**Exercise directions**:
Reproduce each of the following lines verbatim, character for character and in the same order.

**Data rows**:

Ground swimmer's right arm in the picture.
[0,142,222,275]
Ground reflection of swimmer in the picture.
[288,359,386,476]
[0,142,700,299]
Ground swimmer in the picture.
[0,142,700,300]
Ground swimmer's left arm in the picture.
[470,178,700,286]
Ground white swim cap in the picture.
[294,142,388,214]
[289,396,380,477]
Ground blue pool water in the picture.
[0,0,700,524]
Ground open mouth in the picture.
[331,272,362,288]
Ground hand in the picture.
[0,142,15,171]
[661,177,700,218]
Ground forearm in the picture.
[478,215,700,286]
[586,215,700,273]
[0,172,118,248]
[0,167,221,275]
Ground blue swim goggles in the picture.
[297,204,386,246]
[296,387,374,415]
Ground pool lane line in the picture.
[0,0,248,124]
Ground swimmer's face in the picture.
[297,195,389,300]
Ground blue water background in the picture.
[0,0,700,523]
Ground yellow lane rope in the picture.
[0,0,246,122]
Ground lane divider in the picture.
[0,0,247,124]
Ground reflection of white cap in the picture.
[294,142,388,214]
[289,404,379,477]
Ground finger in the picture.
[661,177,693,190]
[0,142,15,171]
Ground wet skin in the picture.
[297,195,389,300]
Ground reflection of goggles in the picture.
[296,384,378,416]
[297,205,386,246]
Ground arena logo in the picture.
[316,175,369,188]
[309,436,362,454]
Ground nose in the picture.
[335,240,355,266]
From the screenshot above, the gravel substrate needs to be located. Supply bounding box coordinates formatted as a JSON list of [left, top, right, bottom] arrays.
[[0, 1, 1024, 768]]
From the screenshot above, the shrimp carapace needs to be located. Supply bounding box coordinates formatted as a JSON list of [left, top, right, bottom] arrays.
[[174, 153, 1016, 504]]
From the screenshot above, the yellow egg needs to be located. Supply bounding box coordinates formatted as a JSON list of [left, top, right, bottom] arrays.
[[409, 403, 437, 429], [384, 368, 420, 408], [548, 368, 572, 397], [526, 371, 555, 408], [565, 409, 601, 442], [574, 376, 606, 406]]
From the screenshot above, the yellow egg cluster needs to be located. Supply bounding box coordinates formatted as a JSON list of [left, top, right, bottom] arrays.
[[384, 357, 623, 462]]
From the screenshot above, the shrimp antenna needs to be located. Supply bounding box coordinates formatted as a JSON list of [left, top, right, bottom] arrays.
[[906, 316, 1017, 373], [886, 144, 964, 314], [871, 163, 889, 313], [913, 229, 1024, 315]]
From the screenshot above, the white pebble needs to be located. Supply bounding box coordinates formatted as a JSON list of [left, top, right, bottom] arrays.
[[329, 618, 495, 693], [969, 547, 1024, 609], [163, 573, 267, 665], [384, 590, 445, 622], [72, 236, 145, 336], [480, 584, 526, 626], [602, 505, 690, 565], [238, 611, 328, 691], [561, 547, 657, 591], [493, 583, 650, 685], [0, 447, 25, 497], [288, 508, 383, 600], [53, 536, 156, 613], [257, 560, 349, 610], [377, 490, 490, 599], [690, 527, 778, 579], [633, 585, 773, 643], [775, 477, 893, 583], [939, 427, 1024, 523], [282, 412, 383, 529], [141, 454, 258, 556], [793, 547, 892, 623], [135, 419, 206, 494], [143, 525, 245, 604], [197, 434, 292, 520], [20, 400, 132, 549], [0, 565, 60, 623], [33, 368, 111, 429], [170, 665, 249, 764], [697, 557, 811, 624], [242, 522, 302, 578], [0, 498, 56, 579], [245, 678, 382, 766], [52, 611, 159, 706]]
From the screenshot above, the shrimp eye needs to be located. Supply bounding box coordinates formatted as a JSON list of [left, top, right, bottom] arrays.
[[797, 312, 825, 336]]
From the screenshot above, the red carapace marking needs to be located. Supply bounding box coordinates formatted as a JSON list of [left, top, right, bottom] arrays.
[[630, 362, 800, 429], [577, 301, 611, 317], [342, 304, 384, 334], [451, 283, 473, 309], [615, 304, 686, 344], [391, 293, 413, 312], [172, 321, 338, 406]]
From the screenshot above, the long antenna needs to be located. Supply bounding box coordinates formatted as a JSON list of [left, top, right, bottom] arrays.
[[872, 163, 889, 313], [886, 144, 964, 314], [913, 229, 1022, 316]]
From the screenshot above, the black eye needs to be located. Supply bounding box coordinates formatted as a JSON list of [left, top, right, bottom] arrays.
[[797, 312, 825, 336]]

**Solution**:
Ground swimmer's right arm in the picture.
[0,142,222,275]
Ground reflection of swimmer in the picture.
[288,359,386,476]
[0,142,700,299]
Ground swimmer in the picture.
[0,142,700,300]
Ground swimmer's left arm in the picture.
[470,178,700,286]
Ground white swim cap in the picture.
[294,142,388,214]
[289,396,380,477]
Ground blue pool water in the picture.
[0,0,700,524]
Ground open mouth in the picture.
[331,272,362,288]
Ground hand in the picture.
[0,142,15,171]
[661,177,700,218]
Ground forearm in the picture.
[478,215,700,286]
[586,215,700,273]
[0,172,118,248]
[0,167,221,275]
Ground blue swim goggles in the picture.
[297,204,386,246]
[296,387,374,415]
Ground pool lane line in the picture.
[0,0,248,124]
Ground swimmer's face in the picture.
[297,195,389,300]
Ground blue water background in the picture.
[0,0,700,523]
Ground yellow lane rope in the picture.
[0,0,246,122]
Ground lane divider in the picture.
[0,0,247,124]
Ground reflection of white cap in the picture.
[294,142,388,214]
[289,404,379,477]
Ground finger in the picture.
[661,177,693,190]
[0,142,15,171]
Ground wet skin in the picture.
[297,195,389,300]
Ground reflection of goggles in the picture.
[296,384,378,416]
[297,205,386,246]
Ground arena logo in the picture.
[316,175,369,188]
[309,436,362,454]
Ground nose in the picture.
[335,240,355,266]
From the screenshot above, the gravel substrate needs to be located. Supply bounding box coordinates formatted as a JSON list of [left, top, right, bottom] arrays.
[[0, 1, 1024, 768]]
From the screenshot above, the shrimp carapace needs to be located. Supply bounding box coordinates formatted as a JSON list of [left, top, right, bottom] arrays.
[[174, 153, 1016, 504]]
From the screenshot above, the yellow egg needs to be located. Supply bounding box coordinates formatted as a JSON list of [left, top, right, bottom] arrays.
[[409, 403, 437, 429], [384, 368, 420, 408], [548, 368, 572, 397], [526, 371, 555, 408], [565, 409, 601, 442], [574, 376, 606, 406]]
From the screenshot above, the yellow egg cluster needs to be located. Supply bounding box coordinates formatted as a JSON list of [left, top, right, bottom] arrays.
[[384, 357, 623, 462]]
From the screenshot above, the shrimp antenna needs to be located. Supply bounding box coordinates formatted as a JSON list of [left, top, right, bottom] arrays.
[[906, 316, 1017, 373], [886, 144, 964, 314], [871, 163, 889, 313], [913, 229, 1024, 315]]
From the screenshot above, the white pebble needs to be located. Supply bounding box coordinates formatted as a JSON list of [left, top, right, bottom] arrays.
[[329, 618, 495, 693], [969, 547, 1024, 609], [163, 573, 267, 665], [384, 590, 445, 622], [72, 236, 145, 336], [480, 584, 526, 626], [602, 505, 690, 565], [238, 611, 328, 691], [561, 547, 657, 591], [493, 583, 650, 685], [0, 447, 25, 497], [288, 508, 383, 600], [53, 536, 156, 613], [257, 560, 349, 610], [377, 490, 490, 599], [690, 527, 778, 579], [633, 585, 773, 643], [775, 477, 893, 583], [939, 427, 1024, 523], [282, 412, 383, 529], [141, 454, 258, 556], [793, 547, 892, 623], [135, 419, 206, 494], [143, 525, 245, 604], [197, 434, 292, 520], [20, 400, 132, 549], [0, 565, 60, 623], [33, 368, 111, 429], [170, 665, 249, 764], [697, 557, 811, 624], [242, 522, 302, 578], [0, 498, 56, 579], [245, 678, 382, 766], [52, 611, 159, 706]]
From the screenshot above, the shrimp eye needs to be located. Supply bounding box coordinates formatted as a JSON list of [left, top, right, bottom] arrays.
[[797, 312, 825, 336]]
From the screenshot above, the red carapace marking needs to be located. Supply bounding box coordinates formatted as a JSON list of [left, top, right, bottom] arrays.
[[630, 362, 800, 429], [577, 301, 611, 317], [342, 304, 384, 334], [451, 283, 473, 309], [615, 304, 686, 344], [391, 293, 413, 312], [172, 321, 338, 406]]
From the screenshot above, the long antenna needs to be located. Supply bounding box coordinates formatted as a JSON list of [left, top, right, bottom] arrays.
[[872, 163, 889, 313], [886, 144, 964, 314], [913, 229, 1022, 316]]
From the screenshot above, the black eye needs to be located. Supply bounding box coordinates formatted as a JSON list of [left, top, right, bottom] arrays.
[[797, 312, 825, 336]]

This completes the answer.